Excerpts from a dataset
══════════
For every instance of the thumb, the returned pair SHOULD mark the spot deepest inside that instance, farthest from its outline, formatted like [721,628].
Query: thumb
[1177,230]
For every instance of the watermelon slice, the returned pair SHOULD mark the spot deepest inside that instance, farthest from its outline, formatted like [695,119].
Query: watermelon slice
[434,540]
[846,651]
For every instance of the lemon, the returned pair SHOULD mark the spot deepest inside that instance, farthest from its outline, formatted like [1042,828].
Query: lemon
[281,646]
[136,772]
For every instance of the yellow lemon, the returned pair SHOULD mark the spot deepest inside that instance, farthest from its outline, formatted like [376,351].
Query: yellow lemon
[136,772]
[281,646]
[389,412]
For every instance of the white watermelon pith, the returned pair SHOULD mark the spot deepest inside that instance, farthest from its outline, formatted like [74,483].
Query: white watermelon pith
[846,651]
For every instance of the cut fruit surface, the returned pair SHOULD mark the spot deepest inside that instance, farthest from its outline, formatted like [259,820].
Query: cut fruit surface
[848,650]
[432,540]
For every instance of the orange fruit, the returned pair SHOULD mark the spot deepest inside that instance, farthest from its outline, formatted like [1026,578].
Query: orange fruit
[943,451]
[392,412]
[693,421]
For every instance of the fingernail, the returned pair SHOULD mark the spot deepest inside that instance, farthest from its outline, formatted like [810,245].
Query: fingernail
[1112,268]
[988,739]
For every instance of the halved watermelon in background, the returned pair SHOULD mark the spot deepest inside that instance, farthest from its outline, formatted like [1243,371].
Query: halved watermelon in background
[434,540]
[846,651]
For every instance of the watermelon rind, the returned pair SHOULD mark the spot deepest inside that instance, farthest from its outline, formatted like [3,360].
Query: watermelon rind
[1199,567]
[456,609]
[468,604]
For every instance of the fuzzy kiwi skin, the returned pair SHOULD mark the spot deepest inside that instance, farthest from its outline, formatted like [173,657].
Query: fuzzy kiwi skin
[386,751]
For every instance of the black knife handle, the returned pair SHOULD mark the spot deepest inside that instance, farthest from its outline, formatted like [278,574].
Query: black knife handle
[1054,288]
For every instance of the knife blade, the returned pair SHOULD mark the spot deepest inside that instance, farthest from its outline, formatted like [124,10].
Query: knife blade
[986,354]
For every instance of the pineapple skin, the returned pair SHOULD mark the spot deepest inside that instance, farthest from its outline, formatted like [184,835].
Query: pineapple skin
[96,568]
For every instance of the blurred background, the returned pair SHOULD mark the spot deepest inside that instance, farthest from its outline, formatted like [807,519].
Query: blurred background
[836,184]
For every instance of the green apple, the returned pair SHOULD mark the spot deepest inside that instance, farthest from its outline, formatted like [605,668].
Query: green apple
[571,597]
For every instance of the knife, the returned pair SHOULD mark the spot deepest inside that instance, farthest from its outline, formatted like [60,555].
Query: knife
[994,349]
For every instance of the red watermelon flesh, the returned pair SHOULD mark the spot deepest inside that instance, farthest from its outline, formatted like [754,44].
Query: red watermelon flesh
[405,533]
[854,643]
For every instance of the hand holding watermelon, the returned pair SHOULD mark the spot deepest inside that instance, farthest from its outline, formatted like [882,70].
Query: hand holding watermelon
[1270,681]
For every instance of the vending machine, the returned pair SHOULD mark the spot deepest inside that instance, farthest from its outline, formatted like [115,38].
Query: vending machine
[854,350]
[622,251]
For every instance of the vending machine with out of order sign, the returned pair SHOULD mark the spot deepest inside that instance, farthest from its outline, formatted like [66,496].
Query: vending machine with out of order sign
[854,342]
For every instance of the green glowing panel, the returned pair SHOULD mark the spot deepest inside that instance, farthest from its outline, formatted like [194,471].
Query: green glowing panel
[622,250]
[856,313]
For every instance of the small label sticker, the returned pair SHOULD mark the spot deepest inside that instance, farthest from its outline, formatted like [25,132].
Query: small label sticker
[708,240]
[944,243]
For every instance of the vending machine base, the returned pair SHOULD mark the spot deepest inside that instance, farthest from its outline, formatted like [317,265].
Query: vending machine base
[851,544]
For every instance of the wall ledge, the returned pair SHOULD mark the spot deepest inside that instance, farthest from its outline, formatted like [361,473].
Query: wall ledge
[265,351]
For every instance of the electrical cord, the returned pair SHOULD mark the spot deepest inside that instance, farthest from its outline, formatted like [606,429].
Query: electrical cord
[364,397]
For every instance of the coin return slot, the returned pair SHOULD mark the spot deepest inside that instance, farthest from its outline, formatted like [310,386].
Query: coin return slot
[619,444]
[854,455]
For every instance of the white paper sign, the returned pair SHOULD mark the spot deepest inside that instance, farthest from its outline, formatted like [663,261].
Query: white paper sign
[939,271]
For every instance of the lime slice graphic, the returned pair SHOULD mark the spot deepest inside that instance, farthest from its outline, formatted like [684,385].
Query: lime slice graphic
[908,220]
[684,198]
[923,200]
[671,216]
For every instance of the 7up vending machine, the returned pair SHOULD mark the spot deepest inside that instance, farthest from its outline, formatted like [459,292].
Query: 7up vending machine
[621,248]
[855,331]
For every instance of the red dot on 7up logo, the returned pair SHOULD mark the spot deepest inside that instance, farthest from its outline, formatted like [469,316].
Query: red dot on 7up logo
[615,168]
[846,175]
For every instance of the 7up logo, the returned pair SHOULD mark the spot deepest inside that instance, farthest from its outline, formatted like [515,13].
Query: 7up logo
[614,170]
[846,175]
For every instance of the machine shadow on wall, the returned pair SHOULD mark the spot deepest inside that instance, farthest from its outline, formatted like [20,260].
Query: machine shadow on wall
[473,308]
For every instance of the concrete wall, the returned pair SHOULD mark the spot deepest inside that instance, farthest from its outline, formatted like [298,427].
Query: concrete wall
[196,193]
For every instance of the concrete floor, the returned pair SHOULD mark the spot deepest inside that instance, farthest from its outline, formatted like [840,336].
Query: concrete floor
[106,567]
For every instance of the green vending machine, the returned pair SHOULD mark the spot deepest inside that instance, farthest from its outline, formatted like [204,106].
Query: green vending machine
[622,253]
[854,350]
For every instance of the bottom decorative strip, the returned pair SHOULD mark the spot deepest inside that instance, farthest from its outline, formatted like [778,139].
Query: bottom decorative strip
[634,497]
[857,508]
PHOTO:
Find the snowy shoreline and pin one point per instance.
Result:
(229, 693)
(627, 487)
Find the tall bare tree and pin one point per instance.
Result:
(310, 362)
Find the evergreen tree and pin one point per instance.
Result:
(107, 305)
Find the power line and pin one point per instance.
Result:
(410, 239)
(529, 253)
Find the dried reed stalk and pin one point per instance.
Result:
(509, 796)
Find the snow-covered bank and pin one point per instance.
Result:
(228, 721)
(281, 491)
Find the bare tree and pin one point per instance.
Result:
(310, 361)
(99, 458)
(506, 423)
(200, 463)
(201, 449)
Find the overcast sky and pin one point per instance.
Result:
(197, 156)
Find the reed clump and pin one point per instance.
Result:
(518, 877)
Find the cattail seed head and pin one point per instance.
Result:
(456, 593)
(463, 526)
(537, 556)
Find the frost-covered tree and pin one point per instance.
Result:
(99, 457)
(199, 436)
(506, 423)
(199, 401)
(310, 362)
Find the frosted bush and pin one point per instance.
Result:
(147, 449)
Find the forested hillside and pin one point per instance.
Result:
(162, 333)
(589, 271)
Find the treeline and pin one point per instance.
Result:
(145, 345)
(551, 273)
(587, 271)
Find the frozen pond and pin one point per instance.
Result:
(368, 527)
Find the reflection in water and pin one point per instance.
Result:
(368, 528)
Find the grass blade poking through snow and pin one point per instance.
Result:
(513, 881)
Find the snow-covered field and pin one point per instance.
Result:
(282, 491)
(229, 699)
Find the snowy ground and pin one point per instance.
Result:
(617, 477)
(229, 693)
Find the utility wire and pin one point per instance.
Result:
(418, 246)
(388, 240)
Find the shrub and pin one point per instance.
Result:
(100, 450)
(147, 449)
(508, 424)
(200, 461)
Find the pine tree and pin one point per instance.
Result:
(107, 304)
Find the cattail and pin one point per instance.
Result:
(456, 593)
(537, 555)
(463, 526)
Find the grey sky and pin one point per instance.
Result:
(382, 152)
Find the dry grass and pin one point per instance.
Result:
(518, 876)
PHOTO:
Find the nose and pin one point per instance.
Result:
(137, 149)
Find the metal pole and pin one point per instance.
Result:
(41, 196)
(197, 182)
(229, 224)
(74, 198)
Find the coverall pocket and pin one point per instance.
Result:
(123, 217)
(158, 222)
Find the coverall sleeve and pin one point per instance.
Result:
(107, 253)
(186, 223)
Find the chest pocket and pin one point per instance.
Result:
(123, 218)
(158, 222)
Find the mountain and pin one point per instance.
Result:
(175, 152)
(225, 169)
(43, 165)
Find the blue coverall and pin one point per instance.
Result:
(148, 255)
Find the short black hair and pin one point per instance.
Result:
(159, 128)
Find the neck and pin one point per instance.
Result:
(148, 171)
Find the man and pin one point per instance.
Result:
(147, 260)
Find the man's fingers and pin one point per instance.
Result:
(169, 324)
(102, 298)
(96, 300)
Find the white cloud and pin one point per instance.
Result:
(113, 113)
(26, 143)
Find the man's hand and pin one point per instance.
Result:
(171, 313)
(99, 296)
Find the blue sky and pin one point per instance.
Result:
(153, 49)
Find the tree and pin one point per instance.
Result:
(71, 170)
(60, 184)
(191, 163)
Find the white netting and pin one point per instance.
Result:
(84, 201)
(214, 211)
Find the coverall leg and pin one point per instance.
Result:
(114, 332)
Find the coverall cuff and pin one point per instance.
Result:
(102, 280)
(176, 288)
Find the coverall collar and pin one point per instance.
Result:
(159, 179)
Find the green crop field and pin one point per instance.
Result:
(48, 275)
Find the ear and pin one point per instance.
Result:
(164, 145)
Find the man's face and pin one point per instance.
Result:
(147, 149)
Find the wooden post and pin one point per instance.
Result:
══════════
-- To do --
Please extract exactly, and only, the lines from the line containing "Find the man's hand" through the last line of the records.

-- Output for this task --
Find the man's hand and pin one point per instance.
Result:
(171, 313)
(99, 296)
Find the blue sky and pin one point per instance.
Result:
(153, 49)
Find the tree and pin one point per instance.
Result:
(71, 170)
(60, 184)
(191, 163)
Find the white netting and pin one point per instance.
Result:
(84, 201)
(214, 211)
Find the coverall leg and pin one point per instance.
Result:
(114, 332)
Find the coverall cuff and pin one point per instance.
Result:
(102, 280)
(176, 288)
Find the coverall collar and pin one point per instance.
Result:
(159, 179)
Find the green crop field and pin one point per instance.
Result:
(48, 275)
Find the ear and pin one point per instance.
Result:
(164, 145)
Find the man's face and pin one point per instance.
Result:
(147, 149)
Find the wooden post and pin one point per instance.
Result:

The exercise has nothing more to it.